-------- 本文抜粋

確かに痛いはずだ。あのイガイガした奴が喉にくっついているのだとしたら。
私には普段以上に自覚症状を説明する必要があった。
あゆみ先生にだったら、いつものですと言えばいい。
それは見慣れぬ代診の内科医に対する礼儀であったし、誤診を避ける保険のようにも思えた。

 

喉が痛いです。熱はありません。せきもくしゃみも鼻水もありません。ただ喉が痛いです。
アレルギーですか?ちがいます。疲れてくるとこうなります。

 

10年以上通っている医院のカルテは、私よりも私の喉を知っているに違いない。
代診先生の視点は、休暇中の院長の手によって整然と書き記されたカルテと、
ポカンとあいた私の口との間を行き来した。
出荷前の品物に問題がないかをチェックする検査員のような慎重さで。

 

「ウニが付いていますね。たしかにこれは痛いでしょう。」
彼がウミと言ったことは状況からして明白だったが、
私の耳はくっきりとした輪郭の立体的なウニの映像を私の脳に接続した。

 

私の喉にはウニが付着しているのだ。
殻を外し調理され美しく並べられた柿色の中身ではない、生きたウニ。トゲをウネウネ動かすウニ。
おまけに、ムラサキウニやバフンウニのような優しい子たちではない。毒のあるガンガゼだった。
こってりとした深い紫色。パンク・バンドのギタリストの髪型みたいに攻撃的に尖ったトゲトゲ。痛いのは当然だった。
裸足で降り立った磯を、足もとに注意しながら歩く。

 

「...っておきましょうか?」遠くから呼ばれ、私の意識は磯から回転椅子に戻ってくる。
目の前には代診先生が銀色の細い棒を右手につまんで小首をかしげている。
その先にはマッチ棒の先端のような形状にくるまれた白い綿が取り付けられていた。
喉の奥に薬を塗ろうかどうしようか、と問われているのだった。
あゆみ先生なら、私の意向に関係なく「口開けて」「オエッ」「ゴメン終わり」の流れ作業なのに。
今日はいつもとは違う。喉の奥にはウニだって居る。

 

代診先生が棒を引っ込めようとするのを制して「おねがいします」と応じる。
私の喉に住むウニを、お願い、代診先生。やっつけてください。
先端を茶色に染めたステンレス・スチールがスロウ・モーションで近づいて来る。
急に不安を覚える。それは的中する。オオッ、オエェゥォァ。

----------------

**問題と課題:**
a: 本文抜粋の一文「10年以上通っている医院のカルテは、私よりも私の喉を知っているに違いない。」を英語に訳せ。
b: 本文抜粋の「それは見慣れぬ代診の内科医に」から「10年以上通っている医院のカルテは、私よりも私の喉を知っているに違いない。」までを書き写せ。

-------- 表示項目

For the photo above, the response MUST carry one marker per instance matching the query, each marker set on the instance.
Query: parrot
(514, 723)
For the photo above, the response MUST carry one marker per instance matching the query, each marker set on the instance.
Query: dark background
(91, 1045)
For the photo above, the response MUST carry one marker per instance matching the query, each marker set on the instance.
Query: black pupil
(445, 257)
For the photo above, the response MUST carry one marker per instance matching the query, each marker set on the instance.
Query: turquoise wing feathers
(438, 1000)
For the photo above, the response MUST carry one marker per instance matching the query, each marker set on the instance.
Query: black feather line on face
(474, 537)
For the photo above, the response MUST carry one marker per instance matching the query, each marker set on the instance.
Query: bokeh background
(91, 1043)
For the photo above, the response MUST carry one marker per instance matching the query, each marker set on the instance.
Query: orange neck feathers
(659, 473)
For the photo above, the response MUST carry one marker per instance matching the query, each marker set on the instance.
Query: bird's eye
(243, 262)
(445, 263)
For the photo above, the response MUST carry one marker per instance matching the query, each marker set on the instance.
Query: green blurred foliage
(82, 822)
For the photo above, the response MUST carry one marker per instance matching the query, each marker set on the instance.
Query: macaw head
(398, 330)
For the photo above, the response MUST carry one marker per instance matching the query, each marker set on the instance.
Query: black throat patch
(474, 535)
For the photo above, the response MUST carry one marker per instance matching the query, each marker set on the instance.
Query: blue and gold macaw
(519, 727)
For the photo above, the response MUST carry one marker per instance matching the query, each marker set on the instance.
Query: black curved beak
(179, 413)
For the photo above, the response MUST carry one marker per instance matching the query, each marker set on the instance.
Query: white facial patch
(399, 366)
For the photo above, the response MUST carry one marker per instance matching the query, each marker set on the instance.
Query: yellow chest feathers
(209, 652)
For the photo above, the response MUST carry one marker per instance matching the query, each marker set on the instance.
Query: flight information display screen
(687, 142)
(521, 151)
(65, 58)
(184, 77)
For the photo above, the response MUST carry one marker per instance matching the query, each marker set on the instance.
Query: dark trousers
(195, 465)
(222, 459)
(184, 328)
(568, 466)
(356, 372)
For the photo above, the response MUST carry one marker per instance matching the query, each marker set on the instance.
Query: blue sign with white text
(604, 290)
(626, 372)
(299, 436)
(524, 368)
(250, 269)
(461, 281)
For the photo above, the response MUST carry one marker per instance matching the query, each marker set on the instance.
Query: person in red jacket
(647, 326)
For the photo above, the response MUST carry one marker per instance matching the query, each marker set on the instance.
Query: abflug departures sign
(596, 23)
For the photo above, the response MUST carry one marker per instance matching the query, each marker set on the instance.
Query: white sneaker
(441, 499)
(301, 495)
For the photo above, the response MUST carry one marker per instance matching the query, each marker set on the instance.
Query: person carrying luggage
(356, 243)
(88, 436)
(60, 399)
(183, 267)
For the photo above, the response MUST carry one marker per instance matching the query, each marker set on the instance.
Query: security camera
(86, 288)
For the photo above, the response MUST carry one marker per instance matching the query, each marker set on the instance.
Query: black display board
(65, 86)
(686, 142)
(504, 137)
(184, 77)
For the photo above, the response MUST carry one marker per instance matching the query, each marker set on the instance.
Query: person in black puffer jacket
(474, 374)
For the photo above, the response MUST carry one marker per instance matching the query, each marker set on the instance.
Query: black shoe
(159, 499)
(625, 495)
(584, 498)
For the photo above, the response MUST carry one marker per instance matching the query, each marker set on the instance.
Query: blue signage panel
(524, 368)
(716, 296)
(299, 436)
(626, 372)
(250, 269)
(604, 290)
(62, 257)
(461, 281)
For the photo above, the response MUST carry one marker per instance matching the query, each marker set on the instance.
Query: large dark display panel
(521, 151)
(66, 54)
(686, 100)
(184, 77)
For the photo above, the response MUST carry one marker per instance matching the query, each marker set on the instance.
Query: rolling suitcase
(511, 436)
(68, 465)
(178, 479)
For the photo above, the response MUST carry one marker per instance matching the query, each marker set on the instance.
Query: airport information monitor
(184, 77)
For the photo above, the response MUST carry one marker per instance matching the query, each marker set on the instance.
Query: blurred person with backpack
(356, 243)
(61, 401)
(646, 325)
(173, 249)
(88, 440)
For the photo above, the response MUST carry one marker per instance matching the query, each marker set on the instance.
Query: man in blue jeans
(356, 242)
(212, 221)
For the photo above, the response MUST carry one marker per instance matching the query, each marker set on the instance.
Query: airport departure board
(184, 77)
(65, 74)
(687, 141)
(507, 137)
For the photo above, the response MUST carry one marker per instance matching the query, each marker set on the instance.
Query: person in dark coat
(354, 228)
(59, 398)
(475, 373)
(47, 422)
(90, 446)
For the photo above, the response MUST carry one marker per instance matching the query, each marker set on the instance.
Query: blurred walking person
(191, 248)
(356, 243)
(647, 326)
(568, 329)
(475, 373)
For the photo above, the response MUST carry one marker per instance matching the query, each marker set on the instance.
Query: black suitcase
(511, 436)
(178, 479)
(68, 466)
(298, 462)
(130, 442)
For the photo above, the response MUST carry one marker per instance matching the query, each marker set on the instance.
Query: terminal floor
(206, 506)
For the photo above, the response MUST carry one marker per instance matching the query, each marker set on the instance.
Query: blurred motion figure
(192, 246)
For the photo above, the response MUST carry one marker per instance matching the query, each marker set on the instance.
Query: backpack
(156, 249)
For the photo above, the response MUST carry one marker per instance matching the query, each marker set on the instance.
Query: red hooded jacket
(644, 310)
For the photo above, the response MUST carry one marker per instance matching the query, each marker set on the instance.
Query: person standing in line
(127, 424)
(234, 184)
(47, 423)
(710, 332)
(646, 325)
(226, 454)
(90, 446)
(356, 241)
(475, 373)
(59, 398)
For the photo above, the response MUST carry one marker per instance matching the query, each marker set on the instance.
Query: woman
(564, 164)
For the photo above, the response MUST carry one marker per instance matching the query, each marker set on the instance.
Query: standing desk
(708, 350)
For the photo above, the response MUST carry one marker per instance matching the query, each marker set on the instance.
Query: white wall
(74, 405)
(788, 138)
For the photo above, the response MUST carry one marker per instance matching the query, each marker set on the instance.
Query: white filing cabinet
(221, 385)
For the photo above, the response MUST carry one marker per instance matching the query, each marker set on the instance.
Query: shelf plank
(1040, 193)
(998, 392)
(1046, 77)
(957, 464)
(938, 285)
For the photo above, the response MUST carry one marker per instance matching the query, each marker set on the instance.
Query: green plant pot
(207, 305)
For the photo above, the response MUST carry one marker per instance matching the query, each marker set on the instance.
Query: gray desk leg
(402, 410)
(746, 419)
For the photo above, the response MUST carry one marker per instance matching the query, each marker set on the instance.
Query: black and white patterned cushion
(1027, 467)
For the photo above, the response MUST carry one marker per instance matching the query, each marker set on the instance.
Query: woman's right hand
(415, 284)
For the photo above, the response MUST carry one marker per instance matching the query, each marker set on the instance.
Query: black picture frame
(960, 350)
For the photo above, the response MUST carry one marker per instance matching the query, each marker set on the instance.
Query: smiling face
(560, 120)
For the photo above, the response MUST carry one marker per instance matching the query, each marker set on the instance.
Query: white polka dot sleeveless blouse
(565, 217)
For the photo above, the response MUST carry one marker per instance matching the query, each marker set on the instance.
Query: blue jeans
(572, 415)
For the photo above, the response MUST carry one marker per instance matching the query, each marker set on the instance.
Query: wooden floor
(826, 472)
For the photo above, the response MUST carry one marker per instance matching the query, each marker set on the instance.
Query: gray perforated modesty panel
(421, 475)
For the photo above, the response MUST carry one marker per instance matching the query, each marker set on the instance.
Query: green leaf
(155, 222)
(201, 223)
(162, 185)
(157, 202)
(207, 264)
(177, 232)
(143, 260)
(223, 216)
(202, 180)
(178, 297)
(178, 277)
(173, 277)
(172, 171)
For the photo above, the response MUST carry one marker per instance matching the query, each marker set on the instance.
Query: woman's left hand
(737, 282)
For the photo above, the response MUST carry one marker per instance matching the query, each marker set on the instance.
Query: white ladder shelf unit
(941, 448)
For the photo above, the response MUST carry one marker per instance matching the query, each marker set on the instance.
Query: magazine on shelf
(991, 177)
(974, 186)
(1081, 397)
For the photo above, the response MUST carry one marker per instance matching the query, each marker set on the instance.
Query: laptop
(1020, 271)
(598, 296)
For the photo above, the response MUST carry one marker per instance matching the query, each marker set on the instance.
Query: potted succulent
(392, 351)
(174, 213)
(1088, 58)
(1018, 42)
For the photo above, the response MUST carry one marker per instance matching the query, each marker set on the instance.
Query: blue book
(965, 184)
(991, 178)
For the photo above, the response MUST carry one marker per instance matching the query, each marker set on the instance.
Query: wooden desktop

----------------

**各課題の解答:**
a: The medical records at the clinic I have been going to for more than ten years must know my throat better than I do.

b:
それは見慣れぬ代診の内科医に対する礼儀であったし、誤診を避ける保険のようにも思えた。

 

喉が痛いです。熱はありません。せきもくしゃみも鼻水もありません。ただ喉が痛いです。
アレルギーですか?ちがいます。疲れてくるとこうなります。

 

10年以上通っている医院のカルテは、私よりも私の喉を知っているに違いない。